EXERCISE OBJECTIVE:
Copy out exactly the lines from the one containing "In the picture above, where can the overcast" to the end of the records below, both included, and nothing else.

Start of SUPPLIED RECORDS

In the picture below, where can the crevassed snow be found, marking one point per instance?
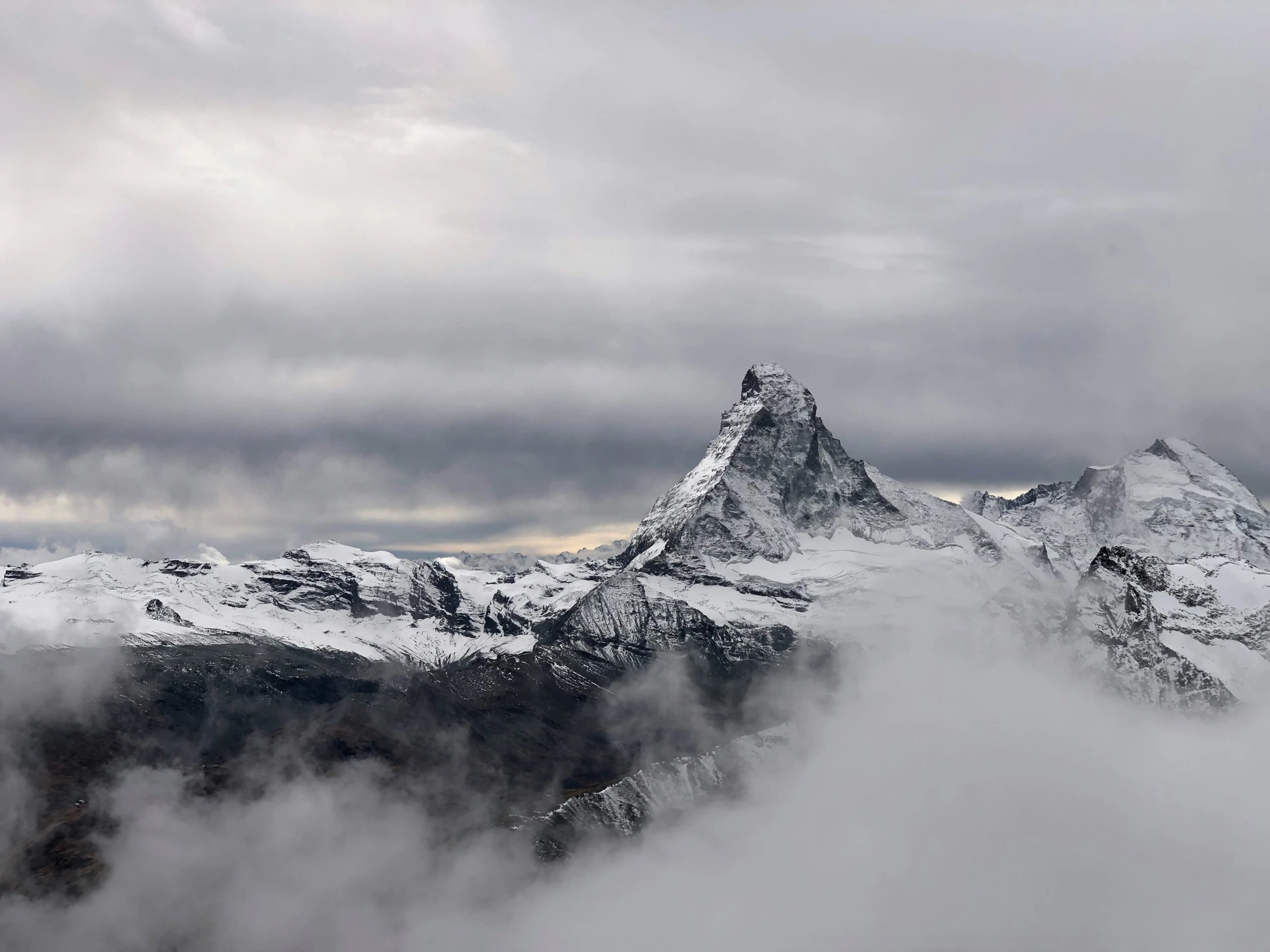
(93, 597)
(1241, 669)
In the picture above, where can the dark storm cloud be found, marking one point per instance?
(462, 274)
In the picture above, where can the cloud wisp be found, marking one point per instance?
(963, 794)
(469, 277)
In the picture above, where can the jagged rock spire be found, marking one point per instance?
(777, 471)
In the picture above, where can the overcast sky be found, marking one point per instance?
(431, 276)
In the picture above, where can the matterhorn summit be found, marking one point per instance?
(775, 473)
(779, 556)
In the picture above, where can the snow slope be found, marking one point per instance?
(1170, 501)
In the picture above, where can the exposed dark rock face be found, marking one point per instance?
(1170, 501)
(1113, 609)
(777, 471)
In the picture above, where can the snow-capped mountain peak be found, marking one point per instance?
(777, 473)
(1170, 501)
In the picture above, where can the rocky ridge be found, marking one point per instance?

End of SUPPLIED RECORDS

YOUR SOLUTION:
In the picture above, where can the overcast sky be found, marking one point per instance?
(431, 276)
In the picture above, where can the matterhorn summit be found, marking one point per instance?
(775, 473)
(779, 556)
In the picture above, where can the snow slope be found, marking one point per instance?
(1170, 501)
In the picture above, where can the exposed dark rock face be found, marking one point per instance?
(1170, 501)
(1113, 609)
(777, 471)
In the picture above, where can the snow-capped mountain peak be found, marking one point per instance?
(777, 473)
(1170, 501)
In the picture above, where can the rocky ridge be found, marking one point per instance?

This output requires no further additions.